- _Problem to solve_:
The entries should be restated word for word.

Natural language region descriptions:

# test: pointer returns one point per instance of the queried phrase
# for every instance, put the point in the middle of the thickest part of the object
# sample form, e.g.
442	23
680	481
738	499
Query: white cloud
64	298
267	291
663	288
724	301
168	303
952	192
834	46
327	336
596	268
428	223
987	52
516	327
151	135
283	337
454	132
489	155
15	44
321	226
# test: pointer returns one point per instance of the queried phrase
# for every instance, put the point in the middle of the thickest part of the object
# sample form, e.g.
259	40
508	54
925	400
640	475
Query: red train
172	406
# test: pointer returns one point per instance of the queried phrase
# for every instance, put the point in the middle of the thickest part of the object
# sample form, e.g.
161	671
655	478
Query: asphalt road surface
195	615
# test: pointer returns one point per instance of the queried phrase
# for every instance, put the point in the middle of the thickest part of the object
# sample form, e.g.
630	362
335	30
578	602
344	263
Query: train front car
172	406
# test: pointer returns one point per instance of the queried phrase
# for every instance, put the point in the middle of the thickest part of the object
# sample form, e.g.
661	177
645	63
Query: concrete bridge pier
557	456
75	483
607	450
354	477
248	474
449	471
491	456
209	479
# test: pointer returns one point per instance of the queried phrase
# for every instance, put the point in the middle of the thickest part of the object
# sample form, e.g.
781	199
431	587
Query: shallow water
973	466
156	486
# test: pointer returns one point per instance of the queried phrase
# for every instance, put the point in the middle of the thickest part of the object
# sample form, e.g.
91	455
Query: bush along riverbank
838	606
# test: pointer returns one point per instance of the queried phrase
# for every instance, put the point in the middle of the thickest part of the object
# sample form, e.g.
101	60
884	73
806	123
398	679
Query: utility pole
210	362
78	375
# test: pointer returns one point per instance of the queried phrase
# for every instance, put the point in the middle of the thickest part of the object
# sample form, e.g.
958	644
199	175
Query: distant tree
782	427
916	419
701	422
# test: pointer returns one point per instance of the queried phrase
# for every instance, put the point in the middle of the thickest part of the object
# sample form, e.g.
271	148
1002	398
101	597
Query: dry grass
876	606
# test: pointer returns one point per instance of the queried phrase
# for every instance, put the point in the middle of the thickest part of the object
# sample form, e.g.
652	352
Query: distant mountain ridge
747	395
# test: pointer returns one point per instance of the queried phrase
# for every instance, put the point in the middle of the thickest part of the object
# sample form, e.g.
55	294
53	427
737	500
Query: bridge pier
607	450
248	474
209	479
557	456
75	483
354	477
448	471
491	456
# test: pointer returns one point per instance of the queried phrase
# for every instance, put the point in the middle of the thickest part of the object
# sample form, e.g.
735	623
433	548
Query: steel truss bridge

- _Output for this task_:
# test: pointer returns one point per instance of the queried phrase
# for every instance, put the point in the middle of the thickest part of the object
# sample form, e.g.
442	23
680	481
738	499
Query: white cloud
64	298
267	291
663	288
724	301
168	303
952	192
834	46
327	336
596	268
428	223
987	52
516	327
151	135
283	337
454	132
489	155
15	44
321	226
# test: pointer returns one point per instance of the queried phrase
# for every instance, put the point in the middle of the thickest part of the object
# sample form, e.g.
259	40
508	54
925	400
640	475
Query: red train
172	406
# test: pointer returns one point per instance of the queried phrase
# for every instance, put the point in the middle of the thickest part of the object
# sample form, e.g.
161	671
655	478
Query: asphalt road surface
195	615
# test: pointer returns one point per instance of the queried phrase
# for every instance, put the point in the middle of the thickest part of the object
# sample form, e.g.
630	362
335	30
578	602
344	263
Query: train front car
172	406
# test: pointer returns one point per instance of the queried phrase
# for every instance, put the point in the middle of the thickest part of the object
# sample form, e.g.
661	177
645	63
Query: concrete bridge pier
557	456
75	483
607	450
354	477
248	474
449	471
491	456
209	479
# test: pointer returns one point per instance of the queried phrase
# for every instance, put the point in the middle of the thickest part of the object
# sample form, e.g.
781	199
431	587
Query: shallow water
973	466
156	486
# test: pointer returns one point per instance of the queried phrase
# for every instance, put the point in the middle of the thickest part of the object
# sample form, e.g.
91	455
Query: bush along riverbank
838	606
# test: pointer returns one point per instance of the queried phrase
# for every instance, put the point in the middle of the thickest part of the object
# sample form, e.g.
101	60
884	73
806	123
398	679
Query: utility pole
210	362
78	375
# test: pointer returns one point per instance of the queried phrase
# for every instance, put the point in the middle of the thickest part of the object
# sample form, e.g.
958	644
199	175
Query: distant tree
782	427
916	419
701	422
# test: pointer returns one point per instance of the queried phrase
# for every instance, put the point in the middle of the thickest part of the object
# sample form, e.g.
271	148
1002	398
101	597
Query: dry grass
876	606
# test: pointer returns one point per instance of the queried phrase
# for every instance, put the point in the middle of the thickest part of the object
# sample form, e.g.
652	352
Query: distant mountain ridge
747	395
# test: pointer returns one point per instance of the queried phrase
# for every instance, put the point in the middle of the thickest part of the object
# sample form, e.g.
55	294
53	427
737	500
Query: bridge pier
607	450
248	474
209	479
557	456
75	483
354	477
448	471
491	456
# test: pointer returns one point per instance of the queried phrase
# for every instance, put the point in the middle of the thickest part of the object
# sample form, e.g.
735	623
433	548
Query: steel truss bridge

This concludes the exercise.